Collected data entries:
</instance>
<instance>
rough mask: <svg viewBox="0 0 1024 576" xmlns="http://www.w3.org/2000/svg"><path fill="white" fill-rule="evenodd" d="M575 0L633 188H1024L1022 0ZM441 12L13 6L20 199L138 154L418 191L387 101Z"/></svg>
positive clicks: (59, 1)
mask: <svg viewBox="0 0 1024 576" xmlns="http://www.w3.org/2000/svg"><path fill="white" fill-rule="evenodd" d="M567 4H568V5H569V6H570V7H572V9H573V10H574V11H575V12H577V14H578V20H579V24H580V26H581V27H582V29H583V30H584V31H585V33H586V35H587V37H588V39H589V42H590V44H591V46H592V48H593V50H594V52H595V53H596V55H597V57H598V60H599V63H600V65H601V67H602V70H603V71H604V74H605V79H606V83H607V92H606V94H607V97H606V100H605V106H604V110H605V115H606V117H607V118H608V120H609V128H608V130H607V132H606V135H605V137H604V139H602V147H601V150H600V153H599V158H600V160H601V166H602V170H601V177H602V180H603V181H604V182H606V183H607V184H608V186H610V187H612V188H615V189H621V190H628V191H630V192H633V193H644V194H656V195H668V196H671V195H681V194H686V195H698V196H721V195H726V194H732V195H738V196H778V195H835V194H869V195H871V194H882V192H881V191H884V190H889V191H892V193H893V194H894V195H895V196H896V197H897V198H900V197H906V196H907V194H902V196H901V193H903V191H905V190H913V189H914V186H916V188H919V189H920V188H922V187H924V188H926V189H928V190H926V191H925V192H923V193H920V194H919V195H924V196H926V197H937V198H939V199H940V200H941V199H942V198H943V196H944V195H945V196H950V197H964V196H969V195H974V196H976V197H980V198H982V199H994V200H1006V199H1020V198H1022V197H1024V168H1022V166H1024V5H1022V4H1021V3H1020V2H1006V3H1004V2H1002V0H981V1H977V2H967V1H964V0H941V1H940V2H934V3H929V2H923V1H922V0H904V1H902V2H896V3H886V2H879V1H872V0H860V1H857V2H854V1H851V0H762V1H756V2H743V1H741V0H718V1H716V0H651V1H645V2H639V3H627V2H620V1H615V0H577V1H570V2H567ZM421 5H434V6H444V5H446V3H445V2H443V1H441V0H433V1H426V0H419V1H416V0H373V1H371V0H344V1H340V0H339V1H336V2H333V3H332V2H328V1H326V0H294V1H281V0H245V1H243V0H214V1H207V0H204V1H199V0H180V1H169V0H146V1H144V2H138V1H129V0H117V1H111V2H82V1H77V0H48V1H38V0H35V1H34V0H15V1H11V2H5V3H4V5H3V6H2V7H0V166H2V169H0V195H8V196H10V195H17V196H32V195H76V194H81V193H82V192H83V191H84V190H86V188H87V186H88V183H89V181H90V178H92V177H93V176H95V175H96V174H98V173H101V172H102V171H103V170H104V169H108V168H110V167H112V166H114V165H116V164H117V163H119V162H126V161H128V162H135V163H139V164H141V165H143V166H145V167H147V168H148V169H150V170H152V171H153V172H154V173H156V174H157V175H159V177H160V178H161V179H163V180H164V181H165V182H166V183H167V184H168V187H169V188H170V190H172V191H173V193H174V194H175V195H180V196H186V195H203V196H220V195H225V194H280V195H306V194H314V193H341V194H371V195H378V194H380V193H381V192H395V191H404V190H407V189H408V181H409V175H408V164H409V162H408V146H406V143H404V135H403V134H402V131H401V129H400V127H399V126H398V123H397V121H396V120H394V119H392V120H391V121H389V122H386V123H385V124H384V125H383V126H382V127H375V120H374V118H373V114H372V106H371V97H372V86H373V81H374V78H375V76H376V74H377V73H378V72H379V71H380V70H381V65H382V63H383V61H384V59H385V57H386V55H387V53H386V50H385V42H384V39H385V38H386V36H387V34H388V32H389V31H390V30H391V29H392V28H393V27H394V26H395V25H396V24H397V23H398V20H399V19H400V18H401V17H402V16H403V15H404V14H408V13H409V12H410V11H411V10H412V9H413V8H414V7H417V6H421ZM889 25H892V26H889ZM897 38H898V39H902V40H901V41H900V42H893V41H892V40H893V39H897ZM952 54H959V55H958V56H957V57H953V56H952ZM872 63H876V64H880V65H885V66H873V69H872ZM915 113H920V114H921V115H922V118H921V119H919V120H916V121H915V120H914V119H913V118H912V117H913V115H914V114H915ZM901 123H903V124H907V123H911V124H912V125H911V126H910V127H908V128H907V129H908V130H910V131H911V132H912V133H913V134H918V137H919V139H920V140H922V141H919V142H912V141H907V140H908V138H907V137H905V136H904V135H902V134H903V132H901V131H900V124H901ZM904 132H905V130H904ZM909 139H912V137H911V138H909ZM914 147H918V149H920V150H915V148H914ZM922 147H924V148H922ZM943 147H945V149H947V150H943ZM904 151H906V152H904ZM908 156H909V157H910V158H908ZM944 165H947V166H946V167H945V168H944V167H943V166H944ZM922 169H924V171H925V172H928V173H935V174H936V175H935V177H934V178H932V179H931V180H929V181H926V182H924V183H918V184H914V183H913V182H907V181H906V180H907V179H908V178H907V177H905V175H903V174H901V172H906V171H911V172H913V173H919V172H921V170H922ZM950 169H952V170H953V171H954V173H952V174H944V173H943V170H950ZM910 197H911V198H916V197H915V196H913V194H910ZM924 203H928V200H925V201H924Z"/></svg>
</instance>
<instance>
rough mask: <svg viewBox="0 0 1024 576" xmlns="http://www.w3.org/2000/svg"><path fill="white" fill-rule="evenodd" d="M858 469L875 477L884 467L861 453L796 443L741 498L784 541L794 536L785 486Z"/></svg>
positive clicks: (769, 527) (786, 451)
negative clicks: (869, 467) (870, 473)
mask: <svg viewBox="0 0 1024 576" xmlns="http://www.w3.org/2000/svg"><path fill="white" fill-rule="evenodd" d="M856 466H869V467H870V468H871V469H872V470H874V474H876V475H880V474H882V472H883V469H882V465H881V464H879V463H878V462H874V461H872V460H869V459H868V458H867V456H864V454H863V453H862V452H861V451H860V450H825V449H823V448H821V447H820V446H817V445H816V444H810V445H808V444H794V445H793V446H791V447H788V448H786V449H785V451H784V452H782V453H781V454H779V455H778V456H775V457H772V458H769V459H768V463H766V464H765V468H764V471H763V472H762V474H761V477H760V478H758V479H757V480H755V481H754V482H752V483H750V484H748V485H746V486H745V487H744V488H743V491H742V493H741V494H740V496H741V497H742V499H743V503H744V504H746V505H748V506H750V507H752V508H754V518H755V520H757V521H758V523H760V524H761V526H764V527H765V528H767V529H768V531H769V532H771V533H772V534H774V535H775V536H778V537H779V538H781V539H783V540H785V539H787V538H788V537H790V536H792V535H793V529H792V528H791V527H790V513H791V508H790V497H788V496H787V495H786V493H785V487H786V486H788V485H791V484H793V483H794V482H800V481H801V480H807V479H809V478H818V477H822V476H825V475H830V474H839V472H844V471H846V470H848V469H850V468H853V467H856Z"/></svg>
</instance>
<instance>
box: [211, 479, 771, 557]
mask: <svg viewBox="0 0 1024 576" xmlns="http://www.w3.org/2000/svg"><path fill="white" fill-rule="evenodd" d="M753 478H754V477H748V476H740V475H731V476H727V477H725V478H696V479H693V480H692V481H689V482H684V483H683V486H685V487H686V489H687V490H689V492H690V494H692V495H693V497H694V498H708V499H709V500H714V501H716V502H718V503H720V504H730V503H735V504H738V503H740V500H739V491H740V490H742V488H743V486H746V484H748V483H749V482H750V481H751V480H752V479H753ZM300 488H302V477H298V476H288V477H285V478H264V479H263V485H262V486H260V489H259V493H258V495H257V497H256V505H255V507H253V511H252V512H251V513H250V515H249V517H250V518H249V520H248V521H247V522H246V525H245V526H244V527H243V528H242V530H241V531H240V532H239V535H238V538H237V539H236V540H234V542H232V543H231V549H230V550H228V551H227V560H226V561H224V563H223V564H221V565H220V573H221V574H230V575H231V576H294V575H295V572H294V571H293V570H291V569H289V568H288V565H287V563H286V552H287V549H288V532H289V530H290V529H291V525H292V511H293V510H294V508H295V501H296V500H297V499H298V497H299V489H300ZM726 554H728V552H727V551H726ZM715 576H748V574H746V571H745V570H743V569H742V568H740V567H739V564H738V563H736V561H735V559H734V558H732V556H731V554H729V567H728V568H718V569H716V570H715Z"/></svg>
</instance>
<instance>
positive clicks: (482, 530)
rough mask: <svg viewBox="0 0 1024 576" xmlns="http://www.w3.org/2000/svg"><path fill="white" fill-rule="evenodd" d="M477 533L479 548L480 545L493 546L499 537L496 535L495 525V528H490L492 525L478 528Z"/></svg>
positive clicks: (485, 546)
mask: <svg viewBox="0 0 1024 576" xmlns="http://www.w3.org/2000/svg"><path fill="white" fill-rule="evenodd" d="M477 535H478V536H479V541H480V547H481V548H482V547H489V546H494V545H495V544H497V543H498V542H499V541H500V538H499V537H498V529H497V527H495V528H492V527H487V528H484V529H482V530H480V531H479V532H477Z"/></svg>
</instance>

==

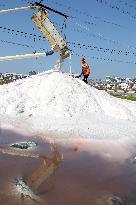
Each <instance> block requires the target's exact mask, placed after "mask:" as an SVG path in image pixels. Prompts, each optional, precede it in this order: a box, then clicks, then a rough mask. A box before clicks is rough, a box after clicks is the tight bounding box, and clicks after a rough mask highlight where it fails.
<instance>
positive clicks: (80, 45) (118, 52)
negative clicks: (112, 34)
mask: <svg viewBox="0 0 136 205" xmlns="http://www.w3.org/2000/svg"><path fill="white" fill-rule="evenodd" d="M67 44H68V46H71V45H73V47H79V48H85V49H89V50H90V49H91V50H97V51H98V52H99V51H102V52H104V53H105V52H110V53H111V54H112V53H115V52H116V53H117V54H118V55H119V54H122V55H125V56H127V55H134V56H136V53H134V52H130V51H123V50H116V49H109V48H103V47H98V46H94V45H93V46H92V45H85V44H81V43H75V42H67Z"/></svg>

- Assignment: Would you tally the lines above that include "rough" and reply with only the total?

- Answer to the exercise: 4